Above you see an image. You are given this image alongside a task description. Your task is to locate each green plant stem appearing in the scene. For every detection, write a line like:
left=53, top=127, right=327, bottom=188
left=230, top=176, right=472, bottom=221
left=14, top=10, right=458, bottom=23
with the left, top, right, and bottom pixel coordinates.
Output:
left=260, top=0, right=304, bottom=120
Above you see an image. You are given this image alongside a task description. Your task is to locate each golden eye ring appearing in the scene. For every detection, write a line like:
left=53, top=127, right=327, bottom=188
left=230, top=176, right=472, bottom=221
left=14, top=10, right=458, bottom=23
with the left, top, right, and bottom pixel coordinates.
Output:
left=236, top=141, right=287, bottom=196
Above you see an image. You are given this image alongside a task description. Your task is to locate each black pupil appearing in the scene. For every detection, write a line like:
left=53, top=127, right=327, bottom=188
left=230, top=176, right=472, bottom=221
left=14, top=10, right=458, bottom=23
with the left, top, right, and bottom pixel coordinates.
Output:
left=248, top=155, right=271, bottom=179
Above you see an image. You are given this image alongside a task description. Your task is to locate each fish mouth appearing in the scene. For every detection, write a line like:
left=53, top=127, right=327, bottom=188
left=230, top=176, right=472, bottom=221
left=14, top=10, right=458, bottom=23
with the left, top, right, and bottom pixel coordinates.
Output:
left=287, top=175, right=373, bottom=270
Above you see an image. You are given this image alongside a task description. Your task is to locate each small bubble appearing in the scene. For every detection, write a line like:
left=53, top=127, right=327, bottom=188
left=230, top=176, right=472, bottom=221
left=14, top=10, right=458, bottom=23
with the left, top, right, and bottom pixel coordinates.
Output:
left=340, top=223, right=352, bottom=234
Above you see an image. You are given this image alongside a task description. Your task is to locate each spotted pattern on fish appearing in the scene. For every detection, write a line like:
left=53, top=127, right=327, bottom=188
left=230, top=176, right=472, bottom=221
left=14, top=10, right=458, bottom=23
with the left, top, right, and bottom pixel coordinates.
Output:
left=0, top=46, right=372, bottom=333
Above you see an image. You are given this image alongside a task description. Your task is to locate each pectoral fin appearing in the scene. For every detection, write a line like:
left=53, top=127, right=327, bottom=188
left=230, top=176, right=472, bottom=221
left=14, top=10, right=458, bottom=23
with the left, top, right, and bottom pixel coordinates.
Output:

************

[WRITTEN INSTRUCTION] Rewrite every row above, swapping "pixel coordinates" for "pixel positions" and leaving everything else unchanged.

[SOLUTION]
Above you see an image. You are given this image alongside a task description. Your task is to locate each green plant stem appearing in the scene. For every detection, write a line like:
left=53, top=127, right=327, bottom=188
left=230, top=176, right=472, bottom=221
left=14, top=10, right=458, bottom=23
with the left, top, right, and bottom pixel positions.
Output:
left=260, top=0, right=304, bottom=120
Above you see an image. You are given this image alongside a task description. Your task is to locate each golden eye ring appearing in the scene. For every detection, write a line like:
left=53, top=127, right=327, bottom=188
left=230, top=176, right=472, bottom=221
left=14, top=10, right=458, bottom=23
with the left, top, right, and bottom pixel positions.
Output:
left=236, top=141, right=287, bottom=196
Above you see an image. You are given this image alongside a task description. Your task is to locate each black pupil appearing in the scene. For every detection, write a line like:
left=53, top=127, right=327, bottom=188
left=230, top=176, right=472, bottom=221
left=14, top=10, right=458, bottom=23
with the left, top, right, and bottom pixel positions.
Output:
left=248, top=155, right=271, bottom=179
Above you see an image. You are given this image alongside a task description. Your task is to locate each fish mouth appearing in the scene. For every detection, write a line like:
left=53, top=127, right=327, bottom=188
left=230, top=176, right=472, bottom=221
left=14, top=10, right=458, bottom=23
with the left, top, right, and bottom pixel positions.
Output:
left=287, top=175, right=373, bottom=270
Above you see an image. You are given this image alongside a task description. Your task is to locate each small bubble appearing in the scene. For every detection, write a line like:
left=53, top=127, right=327, bottom=188
left=230, top=176, right=472, bottom=221
left=14, top=10, right=458, bottom=23
with the left, top, right, and bottom pixel positions.
Output:
left=340, top=223, right=352, bottom=234
Above you see an image. You are given this image alongside a task description. Your task is to locate each spotted pattern on fish appearing in the scene. For every detection, write a line like:
left=53, top=127, right=327, bottom=188
left=230, top=176, right=472, bottom=221
left=14, top=10, right=458, bottom=23
with the left, top, right, and bottom pixel positions.
Output:
left=0, top=46, right=372, bottom=333
Above you see an image. You are given this image alongside a task description. Your task is to locate each pectoral fin appearing in the scene. For every detection, write a line like:
left=53, top=127, right=327, bottom=188
left=230, top=176, right=472, bottom=221
left=14, top=10, right=458, bottom=23
with the left, top, right, and bottom pixel positions.
Output:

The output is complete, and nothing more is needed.